## Direction 1
Count the lines in the records that contain the word "stacked", and reply with the number alone.

## Document segment

2. Model Integration and Training (Build Phase)

Once a model is conceptualized, it enters the build phase. Here, new or updated code is tested and constructed into container images, which are then used for both training the model and serving predictions. The result is a trained model, stored in a Model Registry, and its associated container images housed in a container registry. This phase ensures that the model is not only trained with the latest data but is also packaged for efficient deployment and testing, marking a critical integration point in the lifecycle.

3. Model Deployment

The deployment phase sees the new model deployed in a production environment, serving either all traffic or a portion, contingent on the chosen release strategy. Best practices recommend employing separate environments like staging and production or implementing shadow (canary) deployments to receive duplicated live traffic without impacting users. The outcome is a production service for the model.

4. Monitoring and Retraining (Maintenance)

The final phase in the lifecycle is where the deployed model is closely monitored to assess its performance against predefined metrics and baselines. Monitoring helps identify when a model begins to drift or underperform due to changing data patterns or other factors. This phase is not the end but a trigger for a new cycle of improvement — initiating retraining, adjustments, or complete redevelopment as needed. It’s here that the lifecycle truly embodies a continuous loop, with insights from monitoring feeding directly back into development and training, ensuring that models evolve and improve perpetually.

Continuous Integration (CI) in Machine Learning

In traditional software development, the activation of a Continuous Integration (CI) pipeline is an essential process triggered by the introduction of new code into a source control platform. This pipeline evaluates the code through various processes such as unit testing, linting, security vulnerability checks, and the assembly of a container image. Following this construction phase, the pipeline may proceed to local code execution or move towards deployment in a staging environment for comprehensive end-to-end testing. The culmination of this process is the publishing of the containerized code to a container registry.

In Machine Learning (ML) applications, while the CI process integrates many principles of traditional software CI, it also exhibits a distinct focus and scope. The primary goal in ML CI revolves around ensuring code quality and functionality, preparing the codebase for subsequent phases of the ML lifecycle.

The separation of model training and evaluation from the CI pipeline in ML is driven by several key reasons:

  • Complexity and Resource Requirements: Model training often demands significant computational resources, including specialized hardware like GPUs. Integrating such resource-intensive tasks into the CI phase is impractical and could impede the efficiency of the code integration process.
  • Separation of Concerns: By decoupling the model training phase from the integration process, there is greater flexibility in the development workflow. Training can be conducted independently with various parameters and evaluation methods. Simultaneously, CI can proceed unencumbered, enabling direct deployment of the model using pre-existing trained models without necessitating retraining during each integration cycle.
  • Iterative Nature of ML Development: Model training in ML is inherently iterative, often involving experimentation with different parameters and methods. Including this iterative training within the CI workflow would significantly slow down the process, hindering the rapid iteration and integration that CI aims to achieve.

As a result of these considerations, the outcome of the CI phase in ML is a packaged model code, prepared and ready for deployment in either a prediction serving or a training environment. This separation ensures that the model is primed for training, evaluation, and eventual deployment, adhering to the unique requirements and workflows inherent in ML development.

## Direction 2
Write the next part of the passage on the machine learning lifecycle and continuous integration shown above, beginning right after its final sentence.

## Data shown

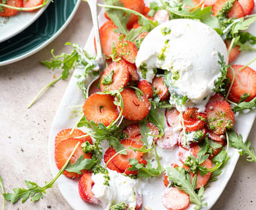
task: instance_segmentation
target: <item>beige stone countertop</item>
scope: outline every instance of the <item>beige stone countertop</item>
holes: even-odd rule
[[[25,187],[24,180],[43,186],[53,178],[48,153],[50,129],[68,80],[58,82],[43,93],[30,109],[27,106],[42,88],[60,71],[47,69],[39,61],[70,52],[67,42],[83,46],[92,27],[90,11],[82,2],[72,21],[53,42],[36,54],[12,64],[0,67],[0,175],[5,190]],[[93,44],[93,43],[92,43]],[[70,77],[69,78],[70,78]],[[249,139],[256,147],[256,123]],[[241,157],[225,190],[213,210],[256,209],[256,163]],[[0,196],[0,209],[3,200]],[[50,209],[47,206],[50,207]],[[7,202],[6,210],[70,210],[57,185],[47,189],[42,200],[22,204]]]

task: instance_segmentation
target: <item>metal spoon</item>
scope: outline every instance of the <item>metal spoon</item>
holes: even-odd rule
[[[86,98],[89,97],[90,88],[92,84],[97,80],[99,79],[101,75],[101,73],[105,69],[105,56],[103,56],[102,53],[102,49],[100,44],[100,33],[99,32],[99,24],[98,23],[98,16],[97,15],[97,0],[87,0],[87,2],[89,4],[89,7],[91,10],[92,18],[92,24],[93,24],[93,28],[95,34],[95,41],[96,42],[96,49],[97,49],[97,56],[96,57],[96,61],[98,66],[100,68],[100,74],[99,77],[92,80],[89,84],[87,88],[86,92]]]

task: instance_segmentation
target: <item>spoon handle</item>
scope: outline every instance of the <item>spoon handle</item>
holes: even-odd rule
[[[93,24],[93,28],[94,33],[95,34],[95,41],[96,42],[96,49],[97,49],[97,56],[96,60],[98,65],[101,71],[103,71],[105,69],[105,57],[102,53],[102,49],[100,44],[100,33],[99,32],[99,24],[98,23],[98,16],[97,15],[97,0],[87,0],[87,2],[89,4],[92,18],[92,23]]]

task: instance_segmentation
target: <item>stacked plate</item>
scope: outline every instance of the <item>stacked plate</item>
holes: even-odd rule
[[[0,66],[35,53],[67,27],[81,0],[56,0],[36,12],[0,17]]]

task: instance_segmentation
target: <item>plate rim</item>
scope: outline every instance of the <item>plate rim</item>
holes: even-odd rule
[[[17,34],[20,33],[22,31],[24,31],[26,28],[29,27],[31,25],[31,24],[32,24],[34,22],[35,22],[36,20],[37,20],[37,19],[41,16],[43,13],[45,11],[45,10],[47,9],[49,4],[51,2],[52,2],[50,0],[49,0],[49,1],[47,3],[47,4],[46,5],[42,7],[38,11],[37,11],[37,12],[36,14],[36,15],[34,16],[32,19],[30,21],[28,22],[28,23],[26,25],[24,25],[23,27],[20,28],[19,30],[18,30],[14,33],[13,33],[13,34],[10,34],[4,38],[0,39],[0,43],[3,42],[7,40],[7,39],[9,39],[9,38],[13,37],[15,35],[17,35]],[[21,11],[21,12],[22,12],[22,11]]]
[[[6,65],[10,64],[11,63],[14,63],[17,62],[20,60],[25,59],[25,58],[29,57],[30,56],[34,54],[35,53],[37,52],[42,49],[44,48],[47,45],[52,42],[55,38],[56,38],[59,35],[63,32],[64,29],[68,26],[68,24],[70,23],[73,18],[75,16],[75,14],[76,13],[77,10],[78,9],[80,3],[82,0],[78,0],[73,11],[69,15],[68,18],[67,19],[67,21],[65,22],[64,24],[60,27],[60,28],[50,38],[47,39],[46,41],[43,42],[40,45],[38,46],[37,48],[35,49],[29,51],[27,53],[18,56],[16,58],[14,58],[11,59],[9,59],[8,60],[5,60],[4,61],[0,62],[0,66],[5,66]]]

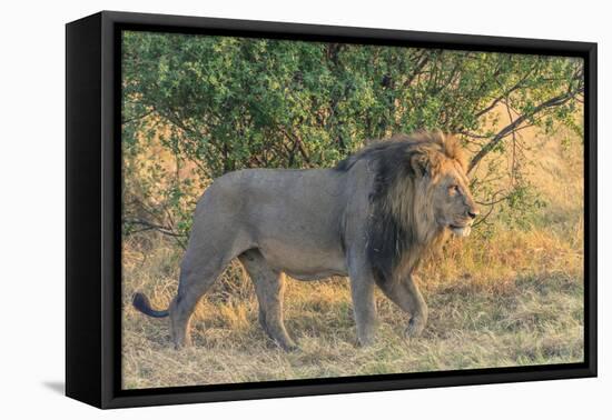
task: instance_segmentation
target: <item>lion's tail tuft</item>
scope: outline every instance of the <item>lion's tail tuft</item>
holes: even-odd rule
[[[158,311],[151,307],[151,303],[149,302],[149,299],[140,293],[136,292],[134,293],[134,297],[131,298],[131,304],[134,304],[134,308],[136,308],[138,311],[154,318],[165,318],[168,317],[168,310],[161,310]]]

## Final answer 1
2

## Final answer 2
Tools for Continuous Integration

For the purposes of this article, we’ve chosen to demonstrate the CI pipeline using GitHub Actions. This choice is informed by the platform’s widespread adoption and its rich library of community-curated ‘Actions’, which greatly simplify the creation of CI workflows.

Why GitHub Actions?

  • Integration with GitHub: As a GitHub-native solution, GitHub Actions offers the advantage of residing in the same ecosystem as your code. This integration eliminates the need for navigating between different platforms, streamlining the development process.
  • Workflow Automation: GitHub Actions is a powerful tool for automating build, test, and deployment processes. It allows for the creation of workflows that automatically build and test each pull request, ensuring that changes are ready for deployment.

Alternatives: CircleCI and Jenkins

While GitHub Actions serves as our primary example, it’s important to acknowledge alternatives like CircleCI and Jenkins. Both are capable of achieving similar outcomes:

  • CircleCI: Known for its ease of use and quick setup, CircleCI is a strong contender, especially for teams looking for a straightforward, cloud-based CI solution.
  • Jenkins: As an open-source platform, Jenkins offers a high degree of customization and control, making it a preferred choice for teams with complex, bespoke CI requirements.

CI Workflow for Machine Learning

Here’s how a Continuous Integration workflow looks like in practical terms:

name: Machine Learning CI Pipeline

branches: [ main ]
branches: [ main ]

runs-on: ubuntu-latest

- uses: actions/checkout@v4
name: Check out source code

- name: Set up Python
uses: actions/setup-python@v5
python-version: '3.X' # Adjust this to your project's Python version

- name: Install Python dependencies
run: |
python -m pip install --upgrade pip
pip install -r requirements.txt # Or use another way to install dependencies

- name: Run tests
run: |
# Add your testing commands here, e.g., pytest for Python tests
pytest tests/

- name: Set up Docker Buildx
uses: docker/setup-buildx-action@v3

- name: Build Docker Image
run: |
docker build -t my-ml-model:latest . # Replace with your preferred image name

- name: Log in to Docker Registry
uses: docker/login-action@v3
registry: # Replace with your Docker registry URL
username: ${{ secrets.DOCKER_USERNAME }}
password: ${{ secrets.DOCKER_PASSWORD }}

- name: Push Docker Image to Registry
run: |
docker push my-ml-model:latest # Replace with your image name

Triggering the Pipeline

Just like in traditional software development, Machine Learning (ML) code typically begins its journey in a version control system. A push or a pull request to the ‘main’ branch is the standard trigger that activates the Continuous Integration (CI) workflow. This event signals the start of the process, ensuring that any new code integrations are immediately tested and validated.

Setting up the Environment

The CI pipeline’s initial task is to check out the code and establish a pristine environment for testing. Given that most ML applications heavily rely on Python, our example workflow prioritizes setting up the correct Python version and installing the necessary dependencies. While we’ve used requirements.txt for simplicity, alternative tools like Conda and Poetry are equally effective for managing dependencies, offering flexibility based on project needs.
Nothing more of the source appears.